Confucio

(Cappelle)

 

Tanto per cominciare: perché questo titolo? È vero, più in là i nostri hanno più volte disturbato il pensatore orientale, immortalandone alcune perle di saggezza (una per tutte: "m’e sfrantecat’o cazzo.") a lui chiaramente attribuite ("ce simmo rutt’o cazzo").

Ma nel contesto di questo brano non sembra esservi relazione con il cinese di quel tempo antico.

Azzardiamo l’ipotesi suggestiva: Confucio sta per confusione ed è un attestato di modestia perché il brano in questione tutto è tranne che confuso: abbiamo l’impressione che si tratti di una vera e propria sinfonia squalloresca dove ogni voce è un personaggio delineato, a differenza di Guatemala che è vera confusione (sebbene irresistibile e giustificata dal tema della cavalcata eterogenea).

A conferma di questa lettura l’avvicendarsi dell’orchestra e del solista che, a volte, s’inseguono in spernacchianti contrappunti fino al crescendo ("Vuoi...Prr…Vuooi…Prrr") all’ultimo sdegnosamente negato dal onorevole-tenore ("volete ma ve mann'affanculo!").

Il tema di quella che abbiamo deciso essere una sinfonia è un comizio molto partecipato.

L’onorevole esordisce in un introibo di politichese arrogante e incurante delle voci della piazza nella quale si consuma una serie di drammi familiari; si perdono nell’ordine (nel disordine, per la verità): un bambino, un padre, Mario, dopodiché vengono ritrovati: un bambino (sotto un giornale), che si rivela essere il figlio dell’onorevole, un pingone conteso. Del padre nessuna nuova.

◆ MATERIALE FORNITO
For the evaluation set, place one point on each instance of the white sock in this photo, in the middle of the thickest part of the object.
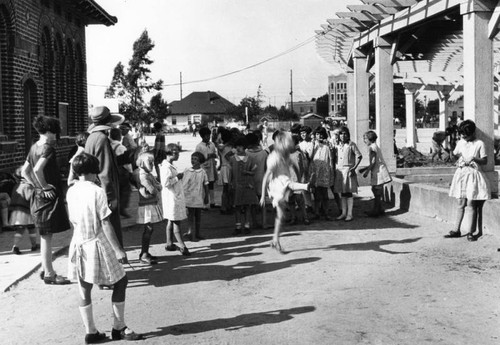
(88, 319)
(119, 315)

◆ CONSEGNA
Ricopia senza alcuna modifica il passo del commento su Confucio che si apre con le parole "Tanto per cominciare: perché" e si chiude con "della cavalcata eterogenea).".

◆ SOLUZIONE SCRITTA
Tanto per cominciare: perché questo titolo? È vero, più in là i nostri hanno più volte disturbato il pensatore orientale, immortalandone alcune perle di saggezza (una per tutte: "m’e sfrantecat’o cazzo.") a lui chiaramente attribuite ("ce simmo rutt’o cazzo").

Ma nel contesto di questo brano non sembra esservi relazione con il cinese di quel tempo antico.

Azzardiamo l’ipotesi suggestiva: Confucio sta per confusione ed è un attestato di modestia perché il brano in questione tutto è tranne che confuso: abbiamo l’impressione che si tratti di una vera e propria sinfonia squalloresca dove ogni voce è un personaggio delineato, a differenza di Guatemala che è vera confusione (sebbene irresistibile e giustificata dal tema della cavalcata eterogenea).